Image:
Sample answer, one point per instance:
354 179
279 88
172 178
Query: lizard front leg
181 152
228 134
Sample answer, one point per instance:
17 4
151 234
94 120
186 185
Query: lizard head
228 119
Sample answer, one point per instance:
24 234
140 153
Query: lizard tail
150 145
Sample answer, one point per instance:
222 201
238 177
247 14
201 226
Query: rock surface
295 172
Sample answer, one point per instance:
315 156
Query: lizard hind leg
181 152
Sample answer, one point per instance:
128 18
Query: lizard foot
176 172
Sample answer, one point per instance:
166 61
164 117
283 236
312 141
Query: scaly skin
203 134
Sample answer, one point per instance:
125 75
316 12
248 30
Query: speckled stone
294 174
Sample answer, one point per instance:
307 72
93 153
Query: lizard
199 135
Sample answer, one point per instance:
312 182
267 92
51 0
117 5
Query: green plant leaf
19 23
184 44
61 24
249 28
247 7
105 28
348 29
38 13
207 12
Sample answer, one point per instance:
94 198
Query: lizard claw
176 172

--

Set out every line of the items above as a single numbered list, skipping any blank lines.

1. Image:
2. Sample answer, one point per instance:
3. 354 179
4. 279 88
5. 172 178
6. Query: lizard front leg
7. 181 152
8. 228 134
9. Sample answer, one point per instance:
10. 17 4
11. 151 234
12. 94 120
13. 186 185
14. Query: lizard head
15. 228 119
16. Sample answer, one point per instance:
17. 24 234
18. 140 153
19. Query: lizard tail
20. 150 145
21. Sample answer, one point per instance:
22. 222 201
23. 238 177
24. 247 14
25. 201 226
26. Query: rock surface
27. 295 172
28. Sample answer, one point per instance:
29. 315 156
30. Query: lizard hind leg
31. 181 152
32. Sample answer, one point per instance:
33. 128 18
34. Query: lizard foot
35. 176 172
36. Sample answer, one point per instance:
37. 166 61
38. 164 117
39. 283 236
40. 312 141
41. Query: scaly skin
42. 203 134
43. Sample answer, one point per instance:
44. 125 75
45. 316 12
46. 248 30
47. Query: speckled stone
48. 294 174
49. Sample answer, one point per instance:
50. 307 72
51. 93 153
52. Query: lizard
53. 199 135
54. Sample answer, one point per instance:
55. 312 182
56. 267 92
57. 51 0
58. 117 5
59. Query: green plant leaf
60. 19 23
61. 184 44
62. 61 24
63. 249 28
64. 247 7
65. 105 28
66. 348 29
67. 38 13
68. 207 12
69. Sample answer, one point per instance:
70. 94 198
71. Query: lizard claw
72. 176 172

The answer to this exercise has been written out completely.